**Текст для работы**
╭──
По неподтвержденным данным, руководители, пытавшиеся оставить архив в Грузии (и, следовательно – усилить свое влияние в постсоветский период), подготовили план его эвакуации из бурлящего центра столицы в более защищенное место. Судя по ряду признаков, их усилия мог координировать бывший первый заместитель председателя КГБ ГССР Отар Хатиашвили. Он долгое время конфликтовал с Войцицким, который способствовал тому, чтобы Хатиашвили убрали из органов. Повод для этого возник, когда тот выразил протест против карательной акции советских войск 9 апреля 1989 года. К слову, в интервью «Сакартвелос республика» (06.12.90) Хатиашвили сказал, что предпосылки для нее создавал в первую очередь Войцицкий, снабжая Москву крайне негативной информацией о ситуации в Грузии. Хатиашвили вскоре нашел общий язык с лидерами «Круглого стола» (в этой связи тоже нередко упоминают о неких интересных документах, создавших фундамент для сотрудничества). По информации двух бывших сотрудников комитета, план «внутригрузинской эвакуации» архива составили достаточно быстро, но ее почему-то отложили. Нельзя исключать и того, что легенда об упорном сопротивлении была создана позже с целью оправдать бездействие. А 19 сентября, ночью, восемь сотен мешков с документами по действующей агентуре вывезли в Россию через Вазианский аэродром.
Некоторые ветераны советских органов утверждают, что Эдуард Войцицкий и начальник отдела кадров Виталий Наводничий добились своего благодаря помощи руководителя второго отдела (контрразведка) Игоря Гиоргадзе, принявшего активное участие в операции. Но теоретический шанс потянуть время и сохранить архив тем не менее существовал; всего через 2,5 месяца новые власти попросту выставили Войцицкого и нескольких его коллег из КГБ. Это могло быть сделано с подачи Хатиашвили, который вернулся и исполнял обязанности председателя Комитета до августа 1991-го. Конечно, не исключено, что Хатиашвили и Войцицкий инсценировали конфликт, чтобы достичь неких целей – сотрудники спецслужб нередко поступают так. Впрочем, очевидцы то и дело упоминают о сильной взаимной неприязни. Председатель КГБ СССР Крючков возмутился, Михаил Горбачев прислал (28.11.90) телеграмму, требуя «восстановить в должностях руководителей МВД и КГБ республики», но Звиад Гамсахурдия этого не сделал. Войцицкого перевели в Свердловск. К работе по Грузии он вернулся в «нулевых», в качестве советника компании «Итера», которая позже была повержена «Газпромом». В июне нынешнего года он умер в России, судя по сообщениям СМИ – от коронавируса.
╰──
**Исходные данные**
╭──
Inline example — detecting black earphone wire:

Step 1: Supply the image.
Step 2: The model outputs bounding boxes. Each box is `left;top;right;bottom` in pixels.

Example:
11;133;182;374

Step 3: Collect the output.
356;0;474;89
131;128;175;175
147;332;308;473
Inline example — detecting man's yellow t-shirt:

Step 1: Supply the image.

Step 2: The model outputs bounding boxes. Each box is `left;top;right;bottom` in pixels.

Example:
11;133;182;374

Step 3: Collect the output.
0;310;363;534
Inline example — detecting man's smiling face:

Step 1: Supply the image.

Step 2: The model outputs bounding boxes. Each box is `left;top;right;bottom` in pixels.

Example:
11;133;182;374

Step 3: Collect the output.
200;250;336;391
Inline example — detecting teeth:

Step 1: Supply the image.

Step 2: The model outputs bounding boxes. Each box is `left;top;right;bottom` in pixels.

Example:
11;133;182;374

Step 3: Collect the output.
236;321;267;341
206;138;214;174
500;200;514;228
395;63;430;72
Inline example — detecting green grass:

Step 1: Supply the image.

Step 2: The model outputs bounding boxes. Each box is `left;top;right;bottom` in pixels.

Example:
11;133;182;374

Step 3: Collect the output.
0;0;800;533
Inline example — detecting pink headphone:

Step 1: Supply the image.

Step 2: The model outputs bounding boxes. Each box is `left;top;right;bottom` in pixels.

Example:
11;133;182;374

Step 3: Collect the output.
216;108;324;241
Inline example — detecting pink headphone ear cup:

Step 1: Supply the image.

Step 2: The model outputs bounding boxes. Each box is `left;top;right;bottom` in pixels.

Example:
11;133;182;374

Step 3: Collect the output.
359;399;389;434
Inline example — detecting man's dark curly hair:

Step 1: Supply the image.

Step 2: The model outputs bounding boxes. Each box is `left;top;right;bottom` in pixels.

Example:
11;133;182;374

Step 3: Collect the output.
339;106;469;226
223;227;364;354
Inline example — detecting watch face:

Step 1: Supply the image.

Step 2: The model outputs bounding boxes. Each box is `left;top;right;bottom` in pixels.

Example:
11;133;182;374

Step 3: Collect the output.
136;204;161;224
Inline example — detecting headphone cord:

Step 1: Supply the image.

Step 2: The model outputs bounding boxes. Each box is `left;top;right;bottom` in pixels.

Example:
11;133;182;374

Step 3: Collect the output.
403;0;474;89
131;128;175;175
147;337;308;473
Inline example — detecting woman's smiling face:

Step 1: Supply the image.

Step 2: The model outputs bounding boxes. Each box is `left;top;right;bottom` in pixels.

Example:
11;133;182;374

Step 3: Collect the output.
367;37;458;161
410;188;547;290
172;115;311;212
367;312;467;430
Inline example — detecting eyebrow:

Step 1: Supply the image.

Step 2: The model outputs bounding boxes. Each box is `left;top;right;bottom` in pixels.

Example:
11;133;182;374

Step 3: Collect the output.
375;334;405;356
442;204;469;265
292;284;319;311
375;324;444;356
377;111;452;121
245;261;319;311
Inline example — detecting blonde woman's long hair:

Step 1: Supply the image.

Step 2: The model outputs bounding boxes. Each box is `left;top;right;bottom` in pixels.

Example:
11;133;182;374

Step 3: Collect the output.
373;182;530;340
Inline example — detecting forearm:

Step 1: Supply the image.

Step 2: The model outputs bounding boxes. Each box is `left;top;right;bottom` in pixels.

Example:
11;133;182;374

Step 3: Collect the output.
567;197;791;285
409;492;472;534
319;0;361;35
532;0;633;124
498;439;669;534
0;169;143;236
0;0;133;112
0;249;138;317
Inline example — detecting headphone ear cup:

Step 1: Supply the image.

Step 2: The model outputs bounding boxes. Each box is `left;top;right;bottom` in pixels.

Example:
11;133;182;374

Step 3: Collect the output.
╰──
**Задания**
(a) Преврати в нумерованный список всё, что идёт в строках от самого их начала до строки с «147;332;308;473» включительно, без пустых строк.
(b) Продолжи текст о судьбе архива КГБ Грузии, начав сразу после его последнего предложения.
Текст и строки никак не связаны между собой.

**Ожидаемые результаты**
(a)
1. Inline example — detecting black earphone wire:
2. Step 1: Supply the image.
3. Step 2: The model outputs bounding boxes. Each box is `left;top;right;bottom` in pixels.
4. Example:
5. 11;133;182;374
6. Step 3: Collect the output.
7. 356;0;474;89
8. 131;128;175;175
9. 147;332;308;473

(b)
По словам бывшего сотрудника КГБ, полковника запаса Гелы Суладзе («Хроника+» №19, 2016), в 1991-м Москва разрешила сотрудникам КГБ Грузии поработать с архивом в Смоленске и даже уничтожить часть материалов (их, да и всех тогда интересовали, прежде всего, бумаги пятого отдела), но вероятность того, что они не были предварительно скопированы, разумеется, ниже нуля. Часть документов вернули в Тбилиси, где большинство из них сгорело вместе со зданием КГБ в период свержения Гамсахурдия. Считается, что сегодня Грузия не располагает и малой частью материалов, позволяющей документально идентифицировать всех агентов КГБ в процессе люстрации, а в распоряжении Российской Федерации оказался мощный инструмент, позволяющий шантажировать не только секретных сотрудников, но и их потомков.
Есть и альтернативная, весьма распространенная версия, согласно которой в грузинских архивах достаточно документов для разоблачения бывших агентов, но верхушка общества, использует стенания об увезенных и сгоревших бумагах как дымовую завесу, чтобы торпедировать люстрацию и скрыть свои связи со спецслужбами.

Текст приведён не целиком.